*TASK DIRECTIONS*
Copy the entries that follow, exactly and completely.

*EXERCISE MATERIAL*
——————————

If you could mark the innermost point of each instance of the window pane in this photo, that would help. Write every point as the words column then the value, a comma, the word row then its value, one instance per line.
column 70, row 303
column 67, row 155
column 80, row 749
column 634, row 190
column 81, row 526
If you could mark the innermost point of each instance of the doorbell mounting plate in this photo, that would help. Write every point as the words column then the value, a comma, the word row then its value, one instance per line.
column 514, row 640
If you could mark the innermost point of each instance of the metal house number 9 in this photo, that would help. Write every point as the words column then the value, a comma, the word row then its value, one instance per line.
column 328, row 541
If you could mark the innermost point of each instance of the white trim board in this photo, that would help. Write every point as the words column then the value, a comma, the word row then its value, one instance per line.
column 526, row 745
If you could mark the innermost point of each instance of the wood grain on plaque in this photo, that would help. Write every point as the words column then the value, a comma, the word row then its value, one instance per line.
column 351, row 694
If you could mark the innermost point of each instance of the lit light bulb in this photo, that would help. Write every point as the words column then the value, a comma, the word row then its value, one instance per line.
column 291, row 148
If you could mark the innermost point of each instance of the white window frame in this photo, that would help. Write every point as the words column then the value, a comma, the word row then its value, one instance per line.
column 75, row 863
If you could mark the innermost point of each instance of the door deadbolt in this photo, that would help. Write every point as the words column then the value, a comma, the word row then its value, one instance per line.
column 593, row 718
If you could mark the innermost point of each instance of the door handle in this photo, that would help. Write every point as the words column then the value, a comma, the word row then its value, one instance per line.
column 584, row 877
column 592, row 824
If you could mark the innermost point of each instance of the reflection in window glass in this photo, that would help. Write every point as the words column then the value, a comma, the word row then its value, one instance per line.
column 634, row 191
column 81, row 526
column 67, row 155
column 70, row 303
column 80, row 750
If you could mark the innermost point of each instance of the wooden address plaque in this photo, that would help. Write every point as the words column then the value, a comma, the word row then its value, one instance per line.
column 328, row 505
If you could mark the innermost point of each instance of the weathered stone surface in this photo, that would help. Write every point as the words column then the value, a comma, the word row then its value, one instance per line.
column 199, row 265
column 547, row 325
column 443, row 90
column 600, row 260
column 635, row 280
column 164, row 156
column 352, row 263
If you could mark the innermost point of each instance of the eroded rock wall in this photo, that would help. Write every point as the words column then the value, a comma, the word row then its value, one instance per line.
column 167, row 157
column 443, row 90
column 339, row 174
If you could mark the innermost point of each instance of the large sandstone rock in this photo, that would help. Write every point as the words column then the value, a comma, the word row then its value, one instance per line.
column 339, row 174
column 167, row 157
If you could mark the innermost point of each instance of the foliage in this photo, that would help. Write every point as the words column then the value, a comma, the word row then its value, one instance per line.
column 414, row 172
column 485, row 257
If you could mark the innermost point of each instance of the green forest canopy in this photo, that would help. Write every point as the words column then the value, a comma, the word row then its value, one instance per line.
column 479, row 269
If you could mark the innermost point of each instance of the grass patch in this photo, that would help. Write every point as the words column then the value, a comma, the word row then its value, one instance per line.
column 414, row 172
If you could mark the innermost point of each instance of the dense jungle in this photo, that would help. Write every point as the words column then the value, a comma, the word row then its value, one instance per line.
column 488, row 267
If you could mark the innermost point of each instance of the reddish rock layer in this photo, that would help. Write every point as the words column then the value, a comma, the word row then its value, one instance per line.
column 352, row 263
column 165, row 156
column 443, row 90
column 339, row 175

——————————

*EXPECTED OUTPUT*
If you could mark the innermost point of each instance of the window pane in this photo, that would help. Write every point as the words column then the value, a comma, the word row then its value, one instance per line.
column 70, row 303
column 67, row 155
column 80, row 749
column 634, row 190
column 81, row 526
If you could mark the innermost point of each instance of the doorbell mounting plate in this photo, that would help. Write every point as the words column then the value, a comma, the word row then its value, one instance per line.
column 514, row 640
If you could mark the innermost point of each instance of the metal house number 9 in this photo, that would help. Write every point as the words column then the value, a comma, the word row then its value, one instance per line.
column 328, row 541
If you could mark the innermost point of each instance of the white trim board in this photo, that would help. Write every point as the words column then the value, a comma, the word row then its value, one instance per line.
column 526, row 745
If you could mark the innermost point of each instance of the wood grain on plaque in this photo, that would help. Write every point as the words column then the value, a comma, the word row then its value, one instance per line.
column 351, row 694
If you could mark the innermost point of each instance of the lit light bulb in this photo, that would help. Write every point as the words column then the value, a comma, the word row then its value, one instance per line.
column 291, row 148
If you could mark the innermost point of each instance of the white window frame in this photo, that would help. Write every point as the words column then the value, a comma, the word row then its value, one instance per line.
column 75, row 863
If you could mark the innermost point of each instance of the door deadbolt in this photo, that would help. Write every point as the words column then the value, a comma, the word row then its value, one instance per line.
column 593, row 718
If you could mark the innermost point of each instance of the door handle in this photo, that would help. Write every point as the words column then the value, a comma, the word row then its value, one instance per line.
column 584, row 877
column 592, row 824
If you could mark the innermost point of each instance of the reflection in window glass in this photo, that would help. Write every point as the words column then the value, a comma, the word row then its value, one instance per line.
column 634, row 191
column 81, row 526
column 67, row 155
column 70, row 303
column 80, row 750
If you could mark the innermost point of each instance of the wooden address plaque in this photo, that would help. Write every point as the words column then the value, a comma, the word row then its value, one instance per line.
column 328, row 505
If you could mark the innermost point of each instance of the weathered stone surface in this photo, that would help. Write every point as the words column then the value, a comma, the word row then its value, one instance per line.
column 199, row 265
column 547, row 325
column 443, row 90
column 600, row 260
column 635, row 280
column 164, row 156
column 352, row 263
If you could mark the innermost point of each instance of the eroded rock wall in this photo, that would help. Write every point as the words column then the value, a comma, the word row then its value, one instance per line.
column 167, row 157
column 443, row 90
column 339, row 174
If you could mark the innermost point of each instance of the large sandstone rock in this photo, that would help. Write every point as the words column then the value, a comma, the word row then its value, one instance per line.
column 339, row 174
column 167, row 157
If you could mark the innermost point of each instance of the foliage in this photo, that would help. Write every point as the words column then the value, a comma, the word row then its value, one instance per line.
column 414, row 172
column 485, row 257
If you could mark the innermost point of each instance of the green forest canopy in this photo, that would help. Write every point as the words column then the value, a comma, the word row then its value, one instance per line.
column 479, row 269
If you could mark the innermost point of each instance of the grass patch in this photo, that would help. Write every point as the words column then the value, a comma, the word row then its value, one instance per line.
column 414, row 172
If you could mark the innermost point of each instance of the dense jungle in this photo, that would help. Write every point as the words column then the value, a comma, the word row then its value, one instance per line.
column 488, row 267
If you could mark the innermost point of each instance of the reddish rock layer in this photo, that would help. Write every point as the words column then the value, a comma, the word row then its value, one instance per line.
column 352, row 263
column 165, row 156
column 443, row 90
column 339, row 175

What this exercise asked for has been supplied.